WORK TO COMPLETE:
Recast the records below as a Markdown table with the columns "Row" and "Record text", numbering each line in order and leaving out any blank lines.

DATA PROVIDED:
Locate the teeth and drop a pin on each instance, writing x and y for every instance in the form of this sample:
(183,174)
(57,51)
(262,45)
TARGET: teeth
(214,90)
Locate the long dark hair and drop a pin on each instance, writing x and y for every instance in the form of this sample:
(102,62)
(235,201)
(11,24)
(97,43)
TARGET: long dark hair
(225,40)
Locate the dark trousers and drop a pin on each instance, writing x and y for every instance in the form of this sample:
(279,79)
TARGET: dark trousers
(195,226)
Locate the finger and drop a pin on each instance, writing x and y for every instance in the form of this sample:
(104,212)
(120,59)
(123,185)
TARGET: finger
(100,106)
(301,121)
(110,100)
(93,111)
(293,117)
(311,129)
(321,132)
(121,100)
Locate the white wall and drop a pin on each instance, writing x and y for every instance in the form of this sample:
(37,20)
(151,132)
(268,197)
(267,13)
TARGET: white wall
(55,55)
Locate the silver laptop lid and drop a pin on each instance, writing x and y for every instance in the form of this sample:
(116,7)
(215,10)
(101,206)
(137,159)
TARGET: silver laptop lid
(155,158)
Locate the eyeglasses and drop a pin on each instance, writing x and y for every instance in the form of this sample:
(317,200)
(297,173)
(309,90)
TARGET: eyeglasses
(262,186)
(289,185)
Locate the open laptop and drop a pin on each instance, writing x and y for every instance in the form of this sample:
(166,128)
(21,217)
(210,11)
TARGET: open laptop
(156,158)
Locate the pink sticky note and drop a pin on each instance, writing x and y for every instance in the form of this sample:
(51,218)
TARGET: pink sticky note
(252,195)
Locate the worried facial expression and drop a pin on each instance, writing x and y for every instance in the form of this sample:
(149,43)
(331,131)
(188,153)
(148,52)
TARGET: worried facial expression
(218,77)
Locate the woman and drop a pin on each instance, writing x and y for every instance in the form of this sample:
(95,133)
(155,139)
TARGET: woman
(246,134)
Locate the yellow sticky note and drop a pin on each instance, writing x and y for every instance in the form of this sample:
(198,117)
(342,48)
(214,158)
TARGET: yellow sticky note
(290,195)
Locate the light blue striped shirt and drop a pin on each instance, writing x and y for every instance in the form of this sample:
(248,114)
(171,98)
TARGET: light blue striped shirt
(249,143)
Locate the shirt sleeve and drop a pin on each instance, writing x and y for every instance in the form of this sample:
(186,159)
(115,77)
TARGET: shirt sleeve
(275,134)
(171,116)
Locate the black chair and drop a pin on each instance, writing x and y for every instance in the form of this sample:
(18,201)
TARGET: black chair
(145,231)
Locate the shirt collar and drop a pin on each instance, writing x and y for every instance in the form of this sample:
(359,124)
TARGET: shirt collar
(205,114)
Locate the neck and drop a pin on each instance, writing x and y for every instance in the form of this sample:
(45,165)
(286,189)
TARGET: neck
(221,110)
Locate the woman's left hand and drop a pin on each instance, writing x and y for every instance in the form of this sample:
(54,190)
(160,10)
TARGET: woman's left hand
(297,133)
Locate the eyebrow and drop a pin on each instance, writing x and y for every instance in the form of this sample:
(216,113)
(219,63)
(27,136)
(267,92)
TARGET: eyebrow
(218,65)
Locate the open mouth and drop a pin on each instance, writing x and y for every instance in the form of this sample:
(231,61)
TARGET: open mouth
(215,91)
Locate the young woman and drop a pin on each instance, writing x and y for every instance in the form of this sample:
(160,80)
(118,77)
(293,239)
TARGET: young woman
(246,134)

EXPECTED OUTPUT:
| Row | Record text |
|---|---|
| 1 | Locate the teeth and drop a pin on each instance, writing x and y for every instance in the form of this sample: |
| 2 | (183,174) |
| 3 | (57,51) |
| 4 | (262,45) |
| 5 | TARGET: teeth |
| 6 | (214,90) |
| 7 | Locate the long dark hair and drop a pin on each instance, writing x and y for every instance in the form of this sample: |
| 8 | (102,62) |
| 9 | (235,201) |
| 10 | (11,24) |
| 11 | (97,43) |
| 12 | TARGET: long dark hair |
| 13 | (225,40) |
| 14 | Locate the dark trousers and drop a pin on each instance, writing x and y for every instance in the form of this sample: |
| 15 | (279,79) |
| 16 | TARGET: dark trousers |
| 17 | (195,226) |
| 18 | Locate the finger and drop a pin on each instance, writing x and y for every instance in the form of this sample: |
| 19 | (104,212) |
| 20 | (120,59) |
| 21 | (123,185) |
| 22 | TARGET: finger |
| 23 | (100,106) |
| 24 | (301,121) |
| 25 | (110,100) |
| 26 | (93,111) |
| 27 | (293,117) |
| 28 | (311,129) |
| 29 | (321,132) |
| 30 | (121,100) |
| 31 | Locate the white wall and drop a pin on each instance, writing x and y for every instance in the form of this sample: |
| 32 | (37,20) |
| 33 | (151,132) |
| 34 | (268,197) |
| 35 | (267,13) |
| 36 | TARGET: white wall |
| 37 | (55,55) |
| 38 | Locate the silver laptop lid and drop a pin on each instance, writing x and y for every instance in the form of this sample: |
| 39 | (116,7) |
| 40 | (215,10) |
| 41 | (101,206) |
| 42 | (137,159) |
| 43 | TARGET: silver laptop lid |
| 44 | (155,158) |
| 45 | Locate the eyeglasses and drop a pin on each instance, writing x and y for every instance in the form of this sample: |
| 46 | (317,200) |
| 47 | (297,173) |
| 48 | (309,90) |
| 49 | TARGET: eyeglasses |
| 50 | (262,186) |
| 51 | (289,185) |
| 52 | Locate the open laptop and drop a pin on each instance, writing x and y for every instance in the form of this sample: |
| 53 | (166,128) |
| 54 | (21,217) |
| 55 | (210,11) |
| 56 | TARGET: open laptop |
| 57 | (156,158) |
| 58 | Locate the pink sticky note and drop a pin on each instance, writing x and y for every instance in the form of this sample: |
| 59 | (51,218) |
| 60 | TARGET: pink sticky note |
| 61 | (252,195) |
| 62 | Locate the worried facial expression and drop a pin on each instance, writing x and y for every instance in the form of this sample: |
| 63 | (149,43) |
| 64 | (331,131) |
| 65 | (188,153) |
| 66 | (148,52) |
| 67 | TARGET: worried facial expression |
| 68 | (218,77) |
| 69 | Locate the woman and drop a pin on each instance, writing x and y for every instance in the form of this sample: |
| 70 | (95,133) |
| 71 | (155,139) |
| 72 | TARGET: woman |
| 73 | (246,134) |
| 74 | Locate the yellow sticky note and drop a pin on each instance, writing x and y for every instance in the form of this sample: |
| 75 | (198,117) |
| 76 | (342,48) |
| 77 | (214,158) |
| 78 | TARGET: yellow sticky note |
| 79 | (290,195) |
| 80 | Locate the light blue striped shirt and drop a pin on each instance, writing x and y for every instance in the form of this sample: |
| 81 | (248,114) |
| 82 | (171,98) |
| 83 | TARGET: light blue striped shirt |
| 84 | (249,143) |
| 85 | Locate the shirt sleeve and drop a pin on each instance, writing x and y for every instance in the form of this sample: |
| 86 | (186,159) |
| 87 | (115,77) |
| 88 | TARGET: shirt sleeve |
| 89 | (275,134) |
| 90 | (171,116) |
| 91 | Locate the black chair and drop a pin on each instance, writing x and y for every instance in the form of this sample: |
| 92 | (18,201) |
| 93 | TARGET: black chair |
| 94 | (145,231) |
| 95 | Locate the shirt collar and drop a pin on each instance, writing x and y for every instance in the form of this sample: |
| 96 | (359,124) |
| 97 | TARGET: shirt collar |
| 98 | (205,114) |
| 99 | Locate the neck and drop a pin on each instance, writing x and y for every instance in the form of this sample: |
| 100 | (45,165) |
| 101 | (286,189) |
| 102 | TARGET: neck |
| 103 | (221,110) |
| 104 | Locate the woman's left hand and drop a pin on each instance, writing x and y for every instance in the form of this sample: |
| 105 | (54,190) |
| 106 | (160,10) |
| 107 | TARGET: woman's left hand |
| 108 | (297,133) |
| 109 | Locate the eyebrow and drop a pin on each instance, writing x and y for every instance in the form of this sample: |
| 110 | (216,113) |
| 111 | (219,63) |
| 112 | (27,136) |
| 113 | (267,92) |
| 114 | TARGET: eyebrow |
| 115 | (218,65) |
| 116 | Locate the open mouth and drop a pin on each instance, writing x and y for every instance in the form of this sample: |
| 117 | (231,61) |
| 118 | TARGET: open mouth |
| 119 | (215,91) |
| 120 | Locate the young woman and drop a pin on each instance, writing x and y for every instance in the form of this sample: |
| 121 | (160,80) |
| 122 | (118,77) |
| 123 | (293,239) |
| 124 | TARGET: young woman |
| 125 | (246,134) |